=== Metin Parçası ===

Related discussions

spiritual Discussion started by spiritual 14 years ago

Cuma İkindi Oturumu : 10 Ocak 1986

Eşruhunuz öteki benliğinizdir. Üstün benliğiniz ya da aşağı benliğiniz diye bir şey yoktur. Bunu biliyor muydunuz? Üstün benliğinizden söz etmek size yaraşmaz, böyle yapmak daima sizi alçaltır. Eğer bir bölümünüz üstünse, diğer bölümünüz daima aşağı olmak zorundadır. Spiritüel dogma, daima sizden daha üstün, daha güçlü ve daha yüce olduğu tasavvur edilen ve adına “ruh” ya da “rehber” denen görünmez varlıklarla doludur. Ey varlıklar, sizden daha üstün, daha yüce hiçbir şey yoktur, hiçbir şey! Daha üstün bir benliğe sahip değilsiniz, eğer buna inanmak istiyorsanız sadece kendinizi aldatıyorsunuz demektir! Eğer birçok benliğiniz varsa, eğer hepsini bir araya getirecekseniz, uzanıp üstün benliğinizi aşağı indirmek ve aşağı benliğinizi de yukarı çıkarmak zorunda kalırsınız! Eğer birçok benliğiniz olduğuna inanmak istiyorsanız, gücünüzü dogmalara teslim ediyorsunuz demektir, geçerliliği olmayan uydurmalara!
Peki deha nedir biliyor musunuz? Sadeliği kavrayabilmektir. Peki zeka nedir? Karmaşıklıktır. Karmaşıklık sınırlamadır, sadelik sınırsızlıktır. Anladınız mı? Zekanız ve karmaşıklıklarınızla her şeyi nasıl da büyütürsünüz! Basit bir şeyi öylesine büyütürsünüz ki, illüzyondan uyanıp da gerçeği görmeniz çok zor olur. Bir şeye inandığınız anda, gücünüzü o inanca teslim etmiş olursunuz. Düşüncelerinizin tek kaynağı, başkalarının ne düşündüğüdür. Toplumsal bilinç denen bilinç düzeyinde yaşıyorsunuz, bir sürü gibi yaşıyorsunuz!

=== İşlenecek Veriler ===

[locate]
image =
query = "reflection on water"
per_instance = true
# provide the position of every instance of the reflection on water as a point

===
=== İşlenecek Veriler ===

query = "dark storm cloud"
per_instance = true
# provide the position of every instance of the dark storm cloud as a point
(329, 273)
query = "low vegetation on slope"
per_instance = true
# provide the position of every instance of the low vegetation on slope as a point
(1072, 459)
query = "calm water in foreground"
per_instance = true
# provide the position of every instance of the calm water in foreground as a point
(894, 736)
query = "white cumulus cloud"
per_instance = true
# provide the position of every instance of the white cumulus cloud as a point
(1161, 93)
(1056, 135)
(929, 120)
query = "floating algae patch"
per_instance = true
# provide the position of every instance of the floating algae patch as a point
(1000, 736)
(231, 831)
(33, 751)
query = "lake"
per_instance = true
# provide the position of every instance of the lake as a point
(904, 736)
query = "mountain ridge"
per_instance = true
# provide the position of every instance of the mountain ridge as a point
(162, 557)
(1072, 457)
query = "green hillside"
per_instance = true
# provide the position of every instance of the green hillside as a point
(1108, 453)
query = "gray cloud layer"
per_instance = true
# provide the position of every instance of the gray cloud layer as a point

===
=== İşlenecek Veriler ===

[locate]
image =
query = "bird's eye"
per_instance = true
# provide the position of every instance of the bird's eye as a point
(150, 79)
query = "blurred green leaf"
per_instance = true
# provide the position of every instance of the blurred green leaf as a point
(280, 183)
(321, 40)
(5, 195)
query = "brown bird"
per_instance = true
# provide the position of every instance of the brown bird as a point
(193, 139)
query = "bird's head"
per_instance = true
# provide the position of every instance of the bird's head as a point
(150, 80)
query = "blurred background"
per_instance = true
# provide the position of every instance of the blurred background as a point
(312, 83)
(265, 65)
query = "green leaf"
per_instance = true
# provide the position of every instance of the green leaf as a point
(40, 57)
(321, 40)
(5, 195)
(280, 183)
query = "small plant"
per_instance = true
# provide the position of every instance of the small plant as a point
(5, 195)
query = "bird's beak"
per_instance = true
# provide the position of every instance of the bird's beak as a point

===

## Yapılacaklar Listesi
**A.** Metin parçasına göre deha nedir?
**B.** Lütfen satırlarda "cloud" dizesini içeren her satırı gösterin; büyük-küçük harf ayrımı dikkate alınsın.

## Çözüm Listesi
**A.** Deha, sadeliği kavrayabilmektir.

**B.**
query = "dark storm cloud"
# provide the position of every instance of the dark storm cloud as a point
query = "white cumulus cloud"
# provide the position of every instance of the white cumulus cloud as a point
query = "gray cloud layer"
# provide the position of every instance of the gray cloud layer as a point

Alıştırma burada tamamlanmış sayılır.